%%

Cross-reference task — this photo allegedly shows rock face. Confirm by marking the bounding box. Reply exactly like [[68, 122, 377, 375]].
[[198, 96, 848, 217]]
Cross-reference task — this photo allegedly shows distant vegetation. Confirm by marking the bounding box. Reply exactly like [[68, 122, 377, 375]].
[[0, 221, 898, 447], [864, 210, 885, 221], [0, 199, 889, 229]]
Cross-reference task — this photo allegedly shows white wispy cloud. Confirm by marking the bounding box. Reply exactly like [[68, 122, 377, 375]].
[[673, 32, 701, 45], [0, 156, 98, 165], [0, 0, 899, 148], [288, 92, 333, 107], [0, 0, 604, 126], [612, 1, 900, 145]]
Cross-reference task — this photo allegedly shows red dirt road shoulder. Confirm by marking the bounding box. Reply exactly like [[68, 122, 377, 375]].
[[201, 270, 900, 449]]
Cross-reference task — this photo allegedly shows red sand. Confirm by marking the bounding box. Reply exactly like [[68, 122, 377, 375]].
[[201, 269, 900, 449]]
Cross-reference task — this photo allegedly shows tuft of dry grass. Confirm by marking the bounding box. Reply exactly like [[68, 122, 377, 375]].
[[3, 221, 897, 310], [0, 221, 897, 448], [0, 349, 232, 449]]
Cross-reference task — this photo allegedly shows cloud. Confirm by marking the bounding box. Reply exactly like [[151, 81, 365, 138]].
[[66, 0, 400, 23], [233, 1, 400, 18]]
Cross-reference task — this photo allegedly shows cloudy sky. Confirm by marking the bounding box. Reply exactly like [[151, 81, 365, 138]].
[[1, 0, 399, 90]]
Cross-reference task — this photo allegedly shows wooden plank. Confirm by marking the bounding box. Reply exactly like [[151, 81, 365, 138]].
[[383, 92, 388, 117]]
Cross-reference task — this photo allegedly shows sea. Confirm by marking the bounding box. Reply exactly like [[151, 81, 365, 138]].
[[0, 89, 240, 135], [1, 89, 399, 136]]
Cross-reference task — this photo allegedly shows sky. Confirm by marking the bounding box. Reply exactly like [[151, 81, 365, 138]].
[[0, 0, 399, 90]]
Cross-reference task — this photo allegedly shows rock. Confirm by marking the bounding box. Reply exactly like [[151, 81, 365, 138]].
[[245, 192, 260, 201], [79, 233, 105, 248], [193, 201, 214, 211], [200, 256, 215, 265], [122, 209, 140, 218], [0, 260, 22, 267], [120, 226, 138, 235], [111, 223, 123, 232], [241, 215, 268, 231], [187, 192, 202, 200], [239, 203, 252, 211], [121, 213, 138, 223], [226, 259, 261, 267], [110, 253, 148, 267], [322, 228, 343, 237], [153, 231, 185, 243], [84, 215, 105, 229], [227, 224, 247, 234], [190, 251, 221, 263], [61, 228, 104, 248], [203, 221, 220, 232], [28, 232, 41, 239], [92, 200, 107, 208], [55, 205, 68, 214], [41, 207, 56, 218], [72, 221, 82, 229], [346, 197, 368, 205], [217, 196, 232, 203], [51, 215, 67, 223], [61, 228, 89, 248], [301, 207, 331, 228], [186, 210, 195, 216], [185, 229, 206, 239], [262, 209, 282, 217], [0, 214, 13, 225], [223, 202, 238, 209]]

%%

_Problem to solve_
Nothing but the lines from the one containing "Cross-reference task — this photo allegedly shows rock." through the end of the entries belongs in the answer; repeat them exactly.

_Output_
Cross-reference task — this photo allegedly shows rock. Confirm by marking the bounding box. Reply exactly like [[151, 81, 365, 138]].
[[245, 192, 260, 201], [79, 233, 105, 248], [193, 201, 214, 211], [200, 256, 215, 265], [122, 209, 140, 218], [0, 260, 22, 267], [120, 226, 138, 235], [111, 223, 123, 232], [241, 215, 268, 231], [187, 192, 202, 200], [239, 203, 252, 211], [121, 213, 138, 223], [226, 259, 261, 267], [110, 253, 148, 267], [322, 228, 343, 237], [153, 231, 185, 243], [84, 215, 105, 229], [227, 224, 247, 234], [190, 251, 221, 263], [61, 228, 104, 248], [203, 221, 220, 232], [28, 232, 41, 239], [92, 200, 107, 208], [55, 205, 68, 214], [41, 207, 56, 218], [72, 221, 82, 229], [346, 197, 368, 205], [217, 196, 232, 203], [51, 215, 67, 223], [61, 228, 89, 248], [301, 207, 331, 228], [186, 210, 195, 216], [185, 229, 206, 239], [262, 209, 282, 217], [0, 214, 13, 225], [223, 202, 238, 209]]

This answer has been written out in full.